Goal of the exercise: Can you switch every "results" to "detections" in the data below and give it back with nothing else changed?

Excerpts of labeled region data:
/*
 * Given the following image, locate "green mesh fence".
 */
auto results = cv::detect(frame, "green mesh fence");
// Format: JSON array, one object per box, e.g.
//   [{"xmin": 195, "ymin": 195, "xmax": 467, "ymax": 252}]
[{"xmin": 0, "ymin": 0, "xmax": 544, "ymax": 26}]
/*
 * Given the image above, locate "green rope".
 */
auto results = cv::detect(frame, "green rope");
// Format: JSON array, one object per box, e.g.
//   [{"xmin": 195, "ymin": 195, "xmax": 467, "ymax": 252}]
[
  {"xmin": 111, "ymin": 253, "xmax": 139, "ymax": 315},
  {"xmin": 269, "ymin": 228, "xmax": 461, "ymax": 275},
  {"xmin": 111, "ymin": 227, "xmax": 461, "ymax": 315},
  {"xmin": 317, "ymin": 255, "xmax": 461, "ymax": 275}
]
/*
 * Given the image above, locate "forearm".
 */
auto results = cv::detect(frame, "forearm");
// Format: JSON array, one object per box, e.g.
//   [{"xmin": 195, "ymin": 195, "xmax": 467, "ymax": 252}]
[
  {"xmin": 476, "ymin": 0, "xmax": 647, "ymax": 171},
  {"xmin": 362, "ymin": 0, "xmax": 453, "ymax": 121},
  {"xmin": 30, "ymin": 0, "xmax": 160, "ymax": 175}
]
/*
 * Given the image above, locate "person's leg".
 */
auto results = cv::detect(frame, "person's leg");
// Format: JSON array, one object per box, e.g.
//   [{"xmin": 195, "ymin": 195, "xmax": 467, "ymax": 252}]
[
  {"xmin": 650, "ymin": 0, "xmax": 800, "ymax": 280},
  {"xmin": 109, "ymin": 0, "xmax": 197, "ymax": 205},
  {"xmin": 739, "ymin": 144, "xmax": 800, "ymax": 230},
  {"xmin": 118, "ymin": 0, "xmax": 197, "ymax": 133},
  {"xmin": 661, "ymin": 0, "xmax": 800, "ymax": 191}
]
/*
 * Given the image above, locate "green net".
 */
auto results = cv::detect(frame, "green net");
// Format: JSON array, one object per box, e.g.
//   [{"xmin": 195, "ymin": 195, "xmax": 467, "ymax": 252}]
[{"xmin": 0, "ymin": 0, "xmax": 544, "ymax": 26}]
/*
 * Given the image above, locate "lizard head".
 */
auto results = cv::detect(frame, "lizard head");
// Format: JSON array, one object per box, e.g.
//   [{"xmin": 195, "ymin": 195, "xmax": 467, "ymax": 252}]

Result of this task:
/*
 * Given the following image, locate "green mesh fence".
 */
auto detections = cv::detect(frame, "green mesh fence");
// Format: JSON array, one object per box, e.g.
//   [{"xmin": 195, "ymin": 195, "xmax": 467, "ymax": 252}]
[{"xmin": 0, "ymin": 0, "xmax": 544, "ymax": 26}]
/*
 * Given the image above, locate "green rope".
 */
auto detections = cv::detect(frame, "green rope");
// Format: JSON array, one object per box, e.g.
//   [{"xmin": 195, "ymin": 195, "xmax": 467, "ymax": 252}]
[
  {"xmin": 111, "ymin": 253, "xmax": 139, "ymax": 315},
  {"xmin": 269, "ymin": 228, "xmax": 461, "ymax": 275},
  {"xmin": 111, "ymin": 227, "xmax": 461, "ymax": 315},
  {"xmin": 317, "ymin": 255, "xmax": 461, "ymax": 275}
]
/*
 * Given the image above, locate "forearm".
 */
auto detections = cv::detect(frame, "forearm");
// Format: JSON array, one object per box, e.g.
//   [{"xmin": 195, "ymin": 195, "xmax": 467, "ymax": 252}]
[
  {"xmin": 476, "ymin": 0, "xmax": 647, "ymax": 171},
  {"xmin": 362, "ymin": 0, "xmax": 453, "ymax": 121},
  {"xmin": 30, "ymin": 0, "xmax": 160, "ymax": 175}
]
/*
 * Given the image above, locate "person's leg".
 */
auto detections = cv::detect(frame, "person's leg");
// Format: JSON array, one object per box, e.g.
//   [{"xmin": 195, "ymin": 195, "xmax": 467, "ymax": 252}]
[
  {"xmin": 650, "ymin": 0, "xmax": 800, "ymax": 280},
  {"xmin": 109, "ymin": 0, "xmax": 197, "ymax": 205},
  {"xmin": 739, "ymin": 144, "xmax": 800, "ymax": 230},
  {"xmin": 118, "ymin": 0, "xmax": 197, "ymax": 133},
  {"xmin": 661, "ymin": 0, "xmax": 800, "ymax": 191}
]
/*
 * Given the image above, locate "green net".
 */
auto detections = cv::detect(frame, "green net");
// Format: JSON array, one object per box, e.g.
//   [{"xmin": 195, "ymin": 195, "xmax": 467, "ymax": 252}]
[{"xmin": 0, "ymin": 0, "xmax": 544, "ymax": 26}]
/*
 * Given the image above, locate "lizard head".
 */
auto detections = cv::detect(frame, "lizard head");
// Format: JSON array, one object per box, e.g.
//   [{"xmin": 195, "ymin": 195, "xmax": 467, "ymax": 252}]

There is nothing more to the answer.